## Work required
Pick out every line in the listing below that contains the word "water".

╭─ Data rows

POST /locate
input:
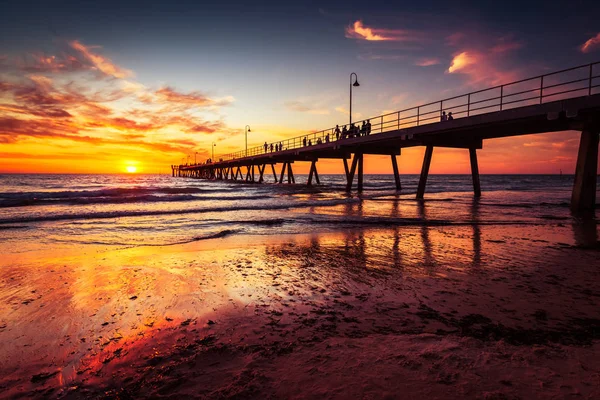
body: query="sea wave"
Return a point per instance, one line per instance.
(112, 192)
(138, 213)
(143, 198)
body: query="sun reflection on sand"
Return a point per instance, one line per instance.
(83, 311)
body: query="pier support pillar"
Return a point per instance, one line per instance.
(360, 172)
(290, 174)
(424, 171)
(274, 174)
(313, 172)
(583, 197)
(396, 174)
(282, 171)
(475, 172)
(350, 173)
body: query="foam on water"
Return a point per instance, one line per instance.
(124, 210)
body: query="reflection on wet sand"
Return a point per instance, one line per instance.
(585, 232)
(142, 322)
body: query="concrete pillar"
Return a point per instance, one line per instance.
(424, 171)
(475, 172)
(274, 174)
(583, 197)
(360, 172)
(396, 174)
(350, 174)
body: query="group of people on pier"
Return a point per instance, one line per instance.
(276, 147)
(345, 133)
(445, 117)
(353, 131)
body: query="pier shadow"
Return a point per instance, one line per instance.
(428, 259)
(585, 232)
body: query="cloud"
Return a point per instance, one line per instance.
(358, 30)
(99, 62)
(45, 99)
(427, 62)
(591, 44)
(461, 62)
(481, 68)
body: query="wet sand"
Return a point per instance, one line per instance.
(474, 311)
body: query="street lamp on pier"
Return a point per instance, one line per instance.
(352, 84)
(247, 130)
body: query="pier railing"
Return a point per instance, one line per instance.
(567, 83)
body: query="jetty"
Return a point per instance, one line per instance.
(563, 100)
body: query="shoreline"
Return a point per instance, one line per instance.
(350, 313)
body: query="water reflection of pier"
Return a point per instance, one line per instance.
(558, 101)
(395, 246)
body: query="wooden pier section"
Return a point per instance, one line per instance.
(560, 101)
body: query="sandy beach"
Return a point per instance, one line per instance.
(482, 312)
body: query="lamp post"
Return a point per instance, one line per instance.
(352, 84)
(247, 130)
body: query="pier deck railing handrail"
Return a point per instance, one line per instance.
(431, 112)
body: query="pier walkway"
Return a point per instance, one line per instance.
(559, 101)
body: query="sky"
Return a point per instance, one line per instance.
(99, 87)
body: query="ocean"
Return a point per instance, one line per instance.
(142, 286)
(151, 210)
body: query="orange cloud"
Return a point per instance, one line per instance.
(480, 68)
(48, 106)
(358, 30)
(427, 62)
(461, 61)
(103, 64)
(591, 44)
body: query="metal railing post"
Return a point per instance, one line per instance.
(469, 104)
(590, 81)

╰─

## Correct response
body: query="foam on water"
body: query="water reflection of pier"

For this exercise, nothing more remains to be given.